-- Data listing start --
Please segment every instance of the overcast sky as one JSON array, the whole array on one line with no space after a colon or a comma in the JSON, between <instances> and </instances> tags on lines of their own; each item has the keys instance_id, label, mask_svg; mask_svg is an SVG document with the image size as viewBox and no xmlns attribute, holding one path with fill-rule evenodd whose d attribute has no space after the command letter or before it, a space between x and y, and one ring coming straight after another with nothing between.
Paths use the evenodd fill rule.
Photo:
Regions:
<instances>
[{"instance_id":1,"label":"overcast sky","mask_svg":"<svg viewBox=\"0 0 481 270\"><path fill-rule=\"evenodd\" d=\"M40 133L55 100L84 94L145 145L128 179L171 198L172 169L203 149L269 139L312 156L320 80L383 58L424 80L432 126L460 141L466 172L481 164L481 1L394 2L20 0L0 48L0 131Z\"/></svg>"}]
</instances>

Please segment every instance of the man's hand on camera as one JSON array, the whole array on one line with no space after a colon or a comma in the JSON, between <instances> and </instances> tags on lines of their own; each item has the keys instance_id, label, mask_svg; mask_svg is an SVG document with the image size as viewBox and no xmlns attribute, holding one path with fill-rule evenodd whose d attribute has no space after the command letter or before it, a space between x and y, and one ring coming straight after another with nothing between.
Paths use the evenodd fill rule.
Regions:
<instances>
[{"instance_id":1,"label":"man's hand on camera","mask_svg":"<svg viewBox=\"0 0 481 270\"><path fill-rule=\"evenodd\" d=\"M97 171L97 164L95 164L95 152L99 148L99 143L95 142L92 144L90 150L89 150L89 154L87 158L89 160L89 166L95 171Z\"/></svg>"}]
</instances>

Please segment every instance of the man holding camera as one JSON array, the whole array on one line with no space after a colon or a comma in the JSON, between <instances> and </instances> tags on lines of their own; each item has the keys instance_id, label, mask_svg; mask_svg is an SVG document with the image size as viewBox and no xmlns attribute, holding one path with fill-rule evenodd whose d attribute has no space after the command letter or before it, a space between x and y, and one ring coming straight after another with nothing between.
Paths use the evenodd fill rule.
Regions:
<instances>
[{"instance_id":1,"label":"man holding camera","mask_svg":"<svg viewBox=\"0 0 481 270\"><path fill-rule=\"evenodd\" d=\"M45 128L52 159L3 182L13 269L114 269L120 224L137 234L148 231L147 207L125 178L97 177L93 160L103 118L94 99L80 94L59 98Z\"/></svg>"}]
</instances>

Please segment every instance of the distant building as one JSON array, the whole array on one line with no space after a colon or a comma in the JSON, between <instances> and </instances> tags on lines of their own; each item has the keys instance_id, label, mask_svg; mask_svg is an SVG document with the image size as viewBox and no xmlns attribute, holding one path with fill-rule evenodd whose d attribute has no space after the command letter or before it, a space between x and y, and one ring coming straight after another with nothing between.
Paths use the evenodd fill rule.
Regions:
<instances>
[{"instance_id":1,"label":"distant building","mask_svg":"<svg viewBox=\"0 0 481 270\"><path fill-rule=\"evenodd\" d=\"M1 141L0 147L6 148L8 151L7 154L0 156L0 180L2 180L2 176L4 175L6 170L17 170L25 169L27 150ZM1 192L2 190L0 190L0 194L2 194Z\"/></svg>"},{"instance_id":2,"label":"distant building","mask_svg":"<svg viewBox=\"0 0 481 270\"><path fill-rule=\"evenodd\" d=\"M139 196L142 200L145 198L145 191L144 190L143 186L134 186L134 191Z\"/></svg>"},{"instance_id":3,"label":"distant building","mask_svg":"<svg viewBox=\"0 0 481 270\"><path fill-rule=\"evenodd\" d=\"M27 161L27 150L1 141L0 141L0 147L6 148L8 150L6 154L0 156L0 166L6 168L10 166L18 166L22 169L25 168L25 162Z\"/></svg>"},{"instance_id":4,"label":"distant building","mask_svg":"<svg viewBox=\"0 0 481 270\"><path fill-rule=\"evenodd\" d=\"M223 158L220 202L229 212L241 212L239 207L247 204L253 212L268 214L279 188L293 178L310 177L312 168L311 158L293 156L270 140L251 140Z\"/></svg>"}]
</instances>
-- Data listing end --
Short problem
Could you update the lines above so that every "evenodd fill rule" becomes "nonzero fill rule" and nothing else changes?

Written answer
Please segment every instance of the overcast sky as one JSON array, the whole array on one line with no space after a colon or a comma in the JSON, between <instances> and </instances> tags on lines of their own; each item has the keys instance_id, label, mask_svg; mask_svg is an SVG document with the image size as viewBox and no xmlns attribute, holding one path with fill-rule evenodd whose d attribute has no space after the command letter or before it, a space between x and y, and one ring coming straight after another with nothing between.
Paths use the nonzero fill rule.
Photo:
Regions:
<instances>
[{"instance_id":1,"label":"overcast sky","mask_svg":"<svg viewBox=\"0 0 481 270\"><path fill-rule=\"evenodd\" d=\"M40 133L55 100L84 94L145 145L128 179L171 198L172 169L203 149L269 139L312 156L320 80L383 58L424 80L432 126L460 141L466 172L481 164L481 1L394 2L20 0L0 48L0 131Z\"/></svg>"}]
</instances>

Please segment every instance of the man's hand on camera as one JSON array, the whole array on one line with no space after a colon or a comma in the JSON, between <instances> and </instances> tags on lines of their own; each item has the keys instance_id, label, mask_svg; mask_svg is an SVG document with the image size as viewBox and no xmlns attribute, holding one path with fill-rule evenodd whose d attribute has no space after the command letter or before it, a space between x and y, and one ring coming straight after another with nothing between.
Paths use the nonzero fill rule.
Regions:
<instances>
[{"instance_id":1,"label":"man's hand on camera","mask_svg":"<svg viewBox=\"0 0 481 270\"><path fill-rule=\"evenodd\" d=\"M97 171L97 164L95 164L95 152L99 148L99 143L95 142L92 144L90 150L89 150L89 154L87 158L89 160L89 166L95 171Z\"/></svg>"}]
</instances>

Please segment every instance of the man holding camera as one JSON array, the whole array on one line with no space after a colon or a comma in the JSON, between <instances> and </instances> tags on lines of their own; each item has the keys instance_id, label, mask_svg; mask_svg is an SVG document with the image size as viewBox and no xmlns attribute, holding one path with fill-rule evenodd whose d attribute has no space after the command letter or before it, a space between x and y, and one ring coming straight after another with nothing between.
Paths use the nonzero fill rule.
Regions:
<instances>
[{"instance_id":1,"label":"man holding camera","mask_svg":"<svg viewBox=\"0 0 481 270\"><path fill-rule=\"evenodd\" d=\"M45 128L52 159L3 182L13 269L114 269L120 224L137 234L148 231L147 207L125 178L97 177L93 160L103 118L94 99L80 94L59 98Z\"/></svg>"}]
</instances>

Please segment every instance of the distant building as one JSON array, the whole array on one line with no space after a colon or a comma in the JSON, between <instances> and </instances> tags on lines of their own; each item has the keys instance_id, label, mask_svg; mask_svg is an SVG document with the image size as viewBox and no xmlns attribute, holding one path with fill-rule evenodd whose d attribute has no space after the command letter or before it, a space between x and y, and one ring coming straight after another with nothing between.
Paths use the nonzero fill rule.
Regions:
<instances>
[{"instance_id":1,"label":"distant building","mask_svg":"<svg viewBox=\"0 0 481 270\"><path fill-rule=\"evenodd\" d=\"M1 141L0 147L6 148L8 151L7 154L0 156L0 180L2 180L2 176L4 175L6 170L17 170L25 169L27 150ZM1 192L2 190L0 190L0 194L2 194Z\"/></svg>"},{"instance_id":2,"label":"distant building","mask_svg":"<svg viewBox=\"0 0 481 270\"><path fill-rule=\"evenodd\" d=\"M139 196L142 200L145 198L145 191L144 190L143 186L134 186L134 191Z\"/></svg>"},{"instance_id":3,"label":"distant building","mask_svg":"<svg viewBox=\"0 0 481 270\"><path fill-rule=\"evenodd\" d=\"M27 161L27 150L1 141L0 141L0 147L6 148L8 150L6 154L0 156L0 166L6 168L10 166L18 166L22 169L25 168L25 162Z\"/></svg>"},{"instance_id":4,"label":"distant building","mask_svg":"<svg viewBox=\"0 0 481 270\"><path fill-rule=\"evenodd\" d=\"M223 158L220 202L229 212L241 212L239 207L247 204L253 212L268 214L279 188L293 178L310 177L312 168L311 158L293 156L270 140L251 140Z\"/></svg>"}]
</instances>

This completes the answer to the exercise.